# Reading passage:
I'm the PP with one kid. Yes, same here (though we live in MoCo). It's one reason why we made the conscious decision to have one kid. We want to still be able to go on vacations and save for college/retirement, while having flexibility around her schooling.


PP, yes, we also chose one child for lifestyle and parenting reasons--we have busy careers, and more than one kid would mean we'd have to outsource more, which we prefer not to. With two kids we would be back at our neighborhood school, which we liked fine before moving to private for immersion, but we're hearing about challenges during DL.


PP if you're still around, which school did you choose? We're also a one child family looking for a less expensive immersion option, but only seeing parochial, Rochambeau, and WIS (which is not "less expensive"). Our HHI is lower, but $20k would be affordable, particularly once we're done paying student loans in another few years.
Anonymous
Anonymous wrote:
Anonymous wrote:My children received stock in our family business from their grandparents when they were born, the quarterly dividends more than pay their tuition and the rest goes to their 529s. So I suppose that's considered tuition from their grandparents. We are civil servants and live a comfortable life with government salaries but couldn't afford this school on our GS salaries.


You suppose?


+100
This kills me. If your children get stock from a family business and the quarterly dividends MORE THAN PAY THEIR TUITION you are getting a lot of help. Get a grip, entitled people who have family money.
Anonymous
Anonymous wrote:
Anonymous wrote:
Anonymous wrote:
Anonymous wrote:We make somewhere around $350K and only one child, who attends one of the less expensive privates (around $20K). We would not be able to afford this with 2 kids, given our other expenses and lifestyle choices (we live in NW DC, take vacations, etc.).

# Exercise objective:
Condense the paragraph that begins "PP, yes, we also chose one child" in the school-cost thread into a short bulleted list that keeps its main facts.

# Material shown:
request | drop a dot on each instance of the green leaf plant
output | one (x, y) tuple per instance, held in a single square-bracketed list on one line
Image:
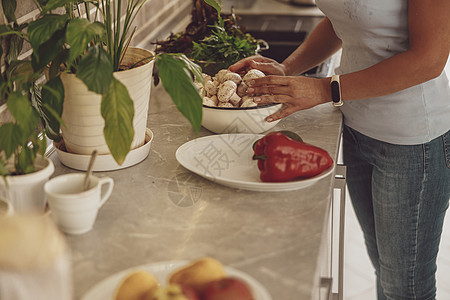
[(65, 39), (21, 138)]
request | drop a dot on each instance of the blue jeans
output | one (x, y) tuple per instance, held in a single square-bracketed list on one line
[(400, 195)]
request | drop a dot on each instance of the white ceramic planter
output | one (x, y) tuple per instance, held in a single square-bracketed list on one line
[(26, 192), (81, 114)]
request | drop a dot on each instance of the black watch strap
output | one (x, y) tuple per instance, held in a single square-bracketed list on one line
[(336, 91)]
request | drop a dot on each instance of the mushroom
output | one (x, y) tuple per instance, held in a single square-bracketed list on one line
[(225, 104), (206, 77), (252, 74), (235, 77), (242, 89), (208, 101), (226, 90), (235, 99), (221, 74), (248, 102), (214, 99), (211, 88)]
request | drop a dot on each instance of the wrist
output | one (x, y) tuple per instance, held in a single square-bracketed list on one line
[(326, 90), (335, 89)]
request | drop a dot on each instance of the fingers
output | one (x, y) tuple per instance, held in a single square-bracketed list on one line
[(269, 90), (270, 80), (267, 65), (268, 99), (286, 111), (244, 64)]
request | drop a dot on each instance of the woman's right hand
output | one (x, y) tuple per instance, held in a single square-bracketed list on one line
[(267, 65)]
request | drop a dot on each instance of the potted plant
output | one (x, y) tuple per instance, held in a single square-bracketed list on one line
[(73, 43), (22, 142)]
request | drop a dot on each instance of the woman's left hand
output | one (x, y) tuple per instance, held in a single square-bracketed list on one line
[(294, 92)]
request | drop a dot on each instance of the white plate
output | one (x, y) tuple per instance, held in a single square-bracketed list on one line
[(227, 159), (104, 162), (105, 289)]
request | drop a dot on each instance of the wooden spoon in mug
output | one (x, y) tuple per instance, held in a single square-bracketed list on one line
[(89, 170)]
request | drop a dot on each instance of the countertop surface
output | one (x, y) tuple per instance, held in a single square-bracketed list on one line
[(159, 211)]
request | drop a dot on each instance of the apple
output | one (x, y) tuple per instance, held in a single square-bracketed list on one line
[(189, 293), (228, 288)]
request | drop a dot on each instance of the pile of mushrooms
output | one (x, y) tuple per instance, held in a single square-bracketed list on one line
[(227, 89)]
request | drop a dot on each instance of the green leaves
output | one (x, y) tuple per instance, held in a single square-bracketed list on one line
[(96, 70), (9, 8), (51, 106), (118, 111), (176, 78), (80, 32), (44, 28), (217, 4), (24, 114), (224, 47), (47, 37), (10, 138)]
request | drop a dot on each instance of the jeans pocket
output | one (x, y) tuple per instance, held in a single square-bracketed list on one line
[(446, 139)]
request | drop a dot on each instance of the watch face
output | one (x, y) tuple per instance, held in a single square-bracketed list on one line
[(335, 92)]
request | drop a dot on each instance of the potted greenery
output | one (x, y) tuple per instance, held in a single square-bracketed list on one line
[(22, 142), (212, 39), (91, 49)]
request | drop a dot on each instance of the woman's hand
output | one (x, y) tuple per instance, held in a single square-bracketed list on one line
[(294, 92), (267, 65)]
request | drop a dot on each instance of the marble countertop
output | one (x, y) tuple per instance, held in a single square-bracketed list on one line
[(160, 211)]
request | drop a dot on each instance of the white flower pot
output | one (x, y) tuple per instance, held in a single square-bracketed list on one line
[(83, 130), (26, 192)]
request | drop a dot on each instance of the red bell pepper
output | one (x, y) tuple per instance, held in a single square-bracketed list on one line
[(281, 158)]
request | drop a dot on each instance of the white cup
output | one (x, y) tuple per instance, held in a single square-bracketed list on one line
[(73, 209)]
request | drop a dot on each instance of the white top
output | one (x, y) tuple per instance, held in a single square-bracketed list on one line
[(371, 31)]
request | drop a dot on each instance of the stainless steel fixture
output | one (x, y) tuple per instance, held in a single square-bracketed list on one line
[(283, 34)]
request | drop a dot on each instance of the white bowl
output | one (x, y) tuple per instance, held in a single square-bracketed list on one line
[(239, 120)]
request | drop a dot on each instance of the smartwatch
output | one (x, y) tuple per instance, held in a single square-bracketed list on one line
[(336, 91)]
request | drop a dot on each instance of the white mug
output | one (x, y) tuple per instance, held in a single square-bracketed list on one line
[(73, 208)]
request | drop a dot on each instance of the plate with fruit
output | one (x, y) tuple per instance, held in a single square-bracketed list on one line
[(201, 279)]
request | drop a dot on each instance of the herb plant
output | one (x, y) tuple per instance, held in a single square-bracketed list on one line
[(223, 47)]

# Answer to the problem:
- They chose one child for lifestyle and parenting reasons.
- Both have busy careers, and more kids would mean outsourcing more, which they prefer to avoid.
- With two kids, they would be back at their neighborhood school.
- They liked that school before moving to private for immersion, but they are hearing about challenges there during DL.